BEGIN

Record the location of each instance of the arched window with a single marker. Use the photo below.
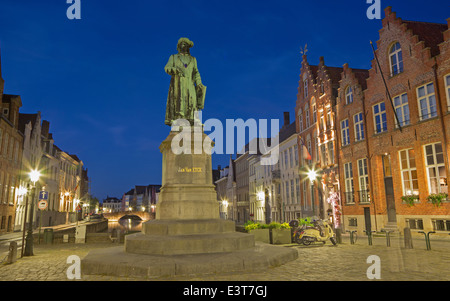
(348, 95)
(396, 59)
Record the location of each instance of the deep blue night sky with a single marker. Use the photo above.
(100, 81)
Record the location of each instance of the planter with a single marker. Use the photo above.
(281, 236)
(262, 235)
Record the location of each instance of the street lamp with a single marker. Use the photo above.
(34, 177)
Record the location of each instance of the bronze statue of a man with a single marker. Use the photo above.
(186, 92)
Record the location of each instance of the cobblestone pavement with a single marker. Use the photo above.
(344, 262)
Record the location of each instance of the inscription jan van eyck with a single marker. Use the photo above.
(188, 169)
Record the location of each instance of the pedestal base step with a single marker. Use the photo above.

END

> **ASSIGNMENT**: Copy out the listing above exactly, and keep the pictures out of it.

> **SOLUTION FOR THIS PROBLEM**:
Record the location of each instance of the arched window with a single marker. Use the photo below.
(348, 95)
(396, 59)
Record the location of each instance of the deep blue night sky with a single marker. Use the photo above.
(100, 81)
Record the location of each instance of the planter with a single marker. Use the photo above.
(281, 236)
(262, 235)
Record the location of each instance of the street lamp with a single marker. Use the photo above.
(34, 177)
Record the location of each instance of the bronze statue of a man with a single marker. Use the photo above.
(186, 92)
Record the location of each instance of the cobblestone pavement with a single marker. Use the photo above.
(344, 262)
Record the location of each instance of the inscription jan van eyck with a single marker. Use the photo above.
(188, 169)
Record the location of each instance of the pedestal base step with a single marker. Use the photo above.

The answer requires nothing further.